### What this task involves
Render all of the records below as a numbered list of their lines, omitting any blank lines.

### Source data

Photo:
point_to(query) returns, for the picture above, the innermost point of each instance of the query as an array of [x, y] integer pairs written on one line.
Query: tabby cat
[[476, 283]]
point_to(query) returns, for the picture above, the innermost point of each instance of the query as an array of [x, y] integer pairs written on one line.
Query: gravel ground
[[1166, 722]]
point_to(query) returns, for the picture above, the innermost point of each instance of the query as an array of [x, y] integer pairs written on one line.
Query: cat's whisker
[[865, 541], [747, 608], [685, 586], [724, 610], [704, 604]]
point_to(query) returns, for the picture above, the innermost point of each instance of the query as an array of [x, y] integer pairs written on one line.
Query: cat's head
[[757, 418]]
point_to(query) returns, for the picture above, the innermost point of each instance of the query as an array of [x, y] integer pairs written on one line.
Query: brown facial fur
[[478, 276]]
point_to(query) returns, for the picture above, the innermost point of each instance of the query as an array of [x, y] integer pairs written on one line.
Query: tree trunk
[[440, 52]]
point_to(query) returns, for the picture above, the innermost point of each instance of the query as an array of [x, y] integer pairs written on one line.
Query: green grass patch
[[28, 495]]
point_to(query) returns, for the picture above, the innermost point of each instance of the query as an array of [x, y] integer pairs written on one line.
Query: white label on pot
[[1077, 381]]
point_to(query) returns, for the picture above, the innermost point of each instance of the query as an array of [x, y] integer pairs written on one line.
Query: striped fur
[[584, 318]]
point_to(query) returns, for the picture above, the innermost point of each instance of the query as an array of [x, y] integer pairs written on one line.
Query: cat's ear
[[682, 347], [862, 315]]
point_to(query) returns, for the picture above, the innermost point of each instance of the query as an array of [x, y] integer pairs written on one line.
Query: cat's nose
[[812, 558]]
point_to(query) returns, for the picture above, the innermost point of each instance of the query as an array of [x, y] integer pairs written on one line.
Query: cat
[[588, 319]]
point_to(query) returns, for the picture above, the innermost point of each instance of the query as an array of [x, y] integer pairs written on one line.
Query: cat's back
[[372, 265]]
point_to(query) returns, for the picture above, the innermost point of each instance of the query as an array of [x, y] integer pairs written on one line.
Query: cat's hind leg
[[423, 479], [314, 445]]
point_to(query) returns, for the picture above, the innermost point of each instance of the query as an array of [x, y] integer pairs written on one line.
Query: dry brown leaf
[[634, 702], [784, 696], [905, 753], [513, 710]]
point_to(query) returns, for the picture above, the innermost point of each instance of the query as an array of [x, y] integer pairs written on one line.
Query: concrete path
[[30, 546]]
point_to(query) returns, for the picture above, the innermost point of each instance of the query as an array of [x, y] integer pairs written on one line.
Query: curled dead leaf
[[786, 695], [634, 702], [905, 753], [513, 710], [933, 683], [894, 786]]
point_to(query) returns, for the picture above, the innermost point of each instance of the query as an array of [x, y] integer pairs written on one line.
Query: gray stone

### Solution to this problem
1. Photo:
2. point_to(query) returns, for the picture above, the innermost point of each instance of the query as an array of [x, y] integer pairs written on one line.
3. Query: tabby cat
4. [[476, 283]]
5. point_to(query) returns, for the picture above, the innermost point of each instance of the query as an array of [x, y] integer pairs written on one line.
6. Query: gravel ground
7. [[1166, 722]]
8. point_to(query) returns, for the picture above, the innermost point of each instance of the query as an array of [x, y] integer pairs written on one line.
9. Query: cat's whisker
10. [[865, 541], [747, 608], [685, 586], [724, 610], [704, 604]]
11. point_to(query) returns, for the picture above, the innermost point of each instance of the query as an array of [x, y] integer pairs written on one line.
12. Query: cat's head
13. [[757, 418]]
14. point_to(query) returns, for the picture above, the innermost point of each instance of the query as an array of [x, y] integer pairs written on one line.
15. Query: brown facial fur
16. [[478, 276]]
17. point_to(query) returns, for the picture above, the innermost point of each instance of the query as an array of [x, y] integer pairs written on one line.
18. Query: tree trunk
19. [[440, 52]]
20. point_to(query) returns, for the picture above, the innermost point of each instance of the query as an array of [x, y] integer pairs written on one line.
21. Query: green grass patch
22. [[28, 495]]
23. point_to(query) returns, for the picture above, the innermost point of each instance of the query as an array of [x, y] integer pairs written on one line.
24. Query: white label on pot
25. [[1077, 381]]
26. point_to(query) returns, for the picture above, the innermost point of each instance of the query as an array of [x, y] integer pairs written on one line.
27. Query: striped fur
28. [[584, 318]]
29. point_to(query) returns, for the picture above, the innermost point of each instance of the query as an array of [x, y] integer pairs written on one line.
30. Query: cat's ear
31. [[682, 347], [862, 315]]
32. point_to(query) returns, for the picture above, the innermost point of each instance of the query as an array of [x, y] integer pairs written on one line.
33. Query: cat's nose
34. [[812, 558]]
35. point_to(query) returns, for the picture above, the innermost point of each instance of the query as an array of [x, y] integer pairs written on one line.
36. Query: cat
37. [[588, 319]]
38. point_to(query) returns, for the picture above, the innermost point of each instance of the query as an array of [x, y] integer pairs written on one line.
39. Query: cat's back
40. [[372, 265]]
41. point_to(query) returns, for the picture above, the innermost point of each instance of the query as an array of [x, y] integer pairs written on one line.
42. Query: cat's hind leg
43. [[423, 479], [314, 445]]
44. point_to(query) returns, for the picture above, the innermost point of each instance of the query as an array of [x, y] integer pairs written on one line.
45. Query: dry brown leaf
46. [[634, 702], [784, 696], [905, 753], [513, 710]]
47. point_to(query) returns, for the picture above, the innermost point of each instance of the query as an array of [x, y] integer pairs written on one line.
48. Query: concrete path
49. [[30, 546]]
50. point_to(query) returns, for the picture above, the innermost point of each instance of the query as an array of [x, y] integer pairs written on one line.
51. Query: curled dead leaf
52. [[786, 695], [634, 702], [905, 753], [513, 710], [933, 683], [894, 786]]
53. point_to(query) returns, for the picture above, the innermost point of each instance of the query as an array of [x, y] integer pairs written on one line.
54. Query: gray stone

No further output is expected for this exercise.